_Exercise brief_
Whenever the string "white" turns up in a line of the data below, copy that line.
[Start of section]
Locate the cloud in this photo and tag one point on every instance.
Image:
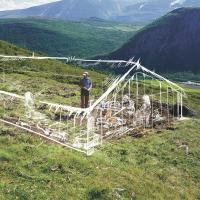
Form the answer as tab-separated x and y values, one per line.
20	4
180	2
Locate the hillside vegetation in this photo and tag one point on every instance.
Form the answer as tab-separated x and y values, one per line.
170	44
152	167
64	38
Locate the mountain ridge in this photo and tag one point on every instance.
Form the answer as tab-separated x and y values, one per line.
124	11
169	44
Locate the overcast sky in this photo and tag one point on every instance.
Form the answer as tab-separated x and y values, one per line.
18	4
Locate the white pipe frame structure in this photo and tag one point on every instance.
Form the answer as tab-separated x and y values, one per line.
91	137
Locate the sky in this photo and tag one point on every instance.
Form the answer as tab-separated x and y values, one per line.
19	4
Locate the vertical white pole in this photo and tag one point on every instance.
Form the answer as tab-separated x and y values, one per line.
101	115
181	105
178	105
137	92
160	98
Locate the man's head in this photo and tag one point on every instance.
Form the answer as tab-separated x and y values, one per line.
85	74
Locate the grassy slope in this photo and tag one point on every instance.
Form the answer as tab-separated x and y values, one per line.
152	167
85	38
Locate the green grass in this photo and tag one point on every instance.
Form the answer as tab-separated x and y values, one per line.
65	38
152	167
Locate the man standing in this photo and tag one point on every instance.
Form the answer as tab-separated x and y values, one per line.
86	86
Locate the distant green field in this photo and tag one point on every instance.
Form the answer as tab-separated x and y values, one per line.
65	38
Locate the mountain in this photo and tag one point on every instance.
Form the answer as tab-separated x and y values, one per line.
150	10
141	11
169	44
71	9
64	38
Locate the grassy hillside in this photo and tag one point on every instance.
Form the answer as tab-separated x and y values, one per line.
62	38
152	167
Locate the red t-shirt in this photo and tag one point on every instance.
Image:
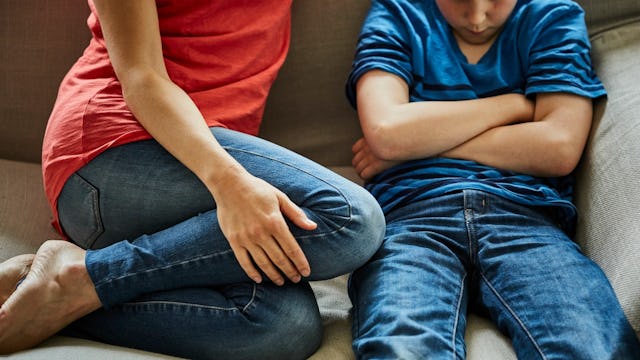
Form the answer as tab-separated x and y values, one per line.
224	54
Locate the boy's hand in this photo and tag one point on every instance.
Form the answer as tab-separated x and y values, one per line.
368	165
[End of section]
_Exercise output_
Locate the white pipe frame structure in this photo and tag one point on every instance.
Locate the vertical white pole in this photo and tag one point on every instance.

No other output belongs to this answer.